## Objective
Pick out every line in the data below that contains the word "cloud", and copy each of those lines in full.

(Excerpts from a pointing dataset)
--------------------------------------------------

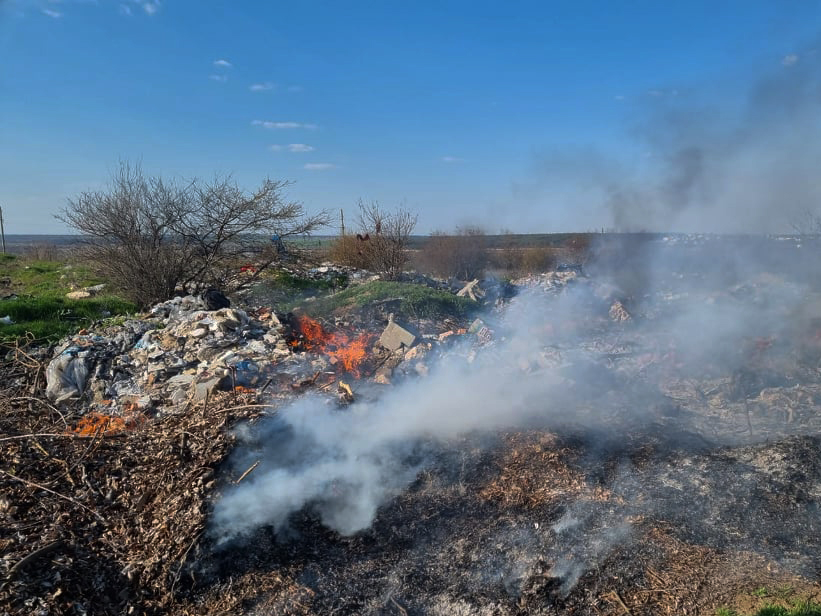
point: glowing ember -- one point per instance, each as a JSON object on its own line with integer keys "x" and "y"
{"x": 97, "y": 423}
{"x": 350, "y": 353}
{"x": 347, "y": 352}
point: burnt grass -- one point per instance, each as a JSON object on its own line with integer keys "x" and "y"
{"x": 457, "y": 542}
{"x": 677, "y": 491}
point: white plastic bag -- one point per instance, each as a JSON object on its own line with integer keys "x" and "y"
{"x": 66, "y": 377}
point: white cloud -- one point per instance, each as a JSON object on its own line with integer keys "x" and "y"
{"x": 281, "y": 125}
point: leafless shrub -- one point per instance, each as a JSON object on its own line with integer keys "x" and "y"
{"x": 152, "y": 237}
{"x": 807, "y": 222}
{"x": 462, "y": 255}
{"x": 384, "y": 237}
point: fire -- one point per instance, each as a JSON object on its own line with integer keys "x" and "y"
{"x": 97, "y": 423}
{"x": 347, "y": 352}
{"x": 312, "y": 336}
{"x": 350, "y": 353}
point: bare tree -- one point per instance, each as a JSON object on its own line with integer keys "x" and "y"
{"x": 153, "y": 237}
{"x": 384, "y": 237}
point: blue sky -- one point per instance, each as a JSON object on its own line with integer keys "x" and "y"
{"x": 519, "y": 115}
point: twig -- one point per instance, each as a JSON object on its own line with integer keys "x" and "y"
{"x": 245, "y": 406}
{"x": 747, "y": 410}
{"x": 401, "y": 609}
{"x": 63, "y": 496}
{"x": 49, "y": 434}
{"x": 248, "y": 472}
{"x": 32, "y": 557}
{"x": 618, "y": 598}
{"x": 182, "y": 560}
{"x": 41, "y": 401}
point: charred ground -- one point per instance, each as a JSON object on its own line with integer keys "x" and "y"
{"x": 678, "y": 475}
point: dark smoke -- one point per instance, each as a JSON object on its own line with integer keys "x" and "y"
{"x": 703, "y": 160}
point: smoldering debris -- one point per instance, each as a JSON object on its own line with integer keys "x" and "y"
{"x": 650, "y": 401}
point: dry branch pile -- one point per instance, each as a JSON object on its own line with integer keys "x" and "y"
{"x": 97, "y": 519}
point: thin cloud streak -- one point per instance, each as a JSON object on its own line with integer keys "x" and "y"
{"x": 282, "y": 125}
{"x": 318, "y": 166}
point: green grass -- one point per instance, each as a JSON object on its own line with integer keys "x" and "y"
{"x": 286, "y": 281}
{"x": 804, "y": 608}
{"x": 51, "y": 318}
{"x": 41, "y": 309}
{"x": 415, "y": 300}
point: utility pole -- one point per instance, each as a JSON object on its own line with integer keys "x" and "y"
{"x": 2, "y": 230}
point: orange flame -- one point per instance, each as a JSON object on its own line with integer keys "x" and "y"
{"x": 348, "y": 353}
{"x": 97, "y": 423}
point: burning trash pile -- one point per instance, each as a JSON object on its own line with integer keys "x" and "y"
{"x": 578, "y": 447}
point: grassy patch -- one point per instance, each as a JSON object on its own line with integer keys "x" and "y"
{"x": 415, "y": 300}
{"x": 32, "y": 277}
{"x": 41, "y": 309}
{"x": 800, "y": 609}
{"x": 284, "y": 280}
{"x": 51, "y": 318}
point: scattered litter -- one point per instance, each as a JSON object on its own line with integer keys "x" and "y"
{"x": 396, "y": 336}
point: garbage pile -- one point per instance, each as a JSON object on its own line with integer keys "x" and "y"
{"x": 180, "y": 352}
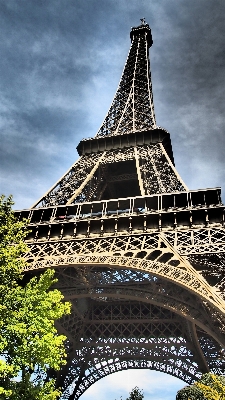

--------------------------------------------------

## Answer for the task
point: white cloud -- one point per instance, each as a JSON object on its own line with integer keys "x" and "y"
point: thin cloud streak -- one point per instance, each as a JSON object on its own line with integer keys "x" and "y"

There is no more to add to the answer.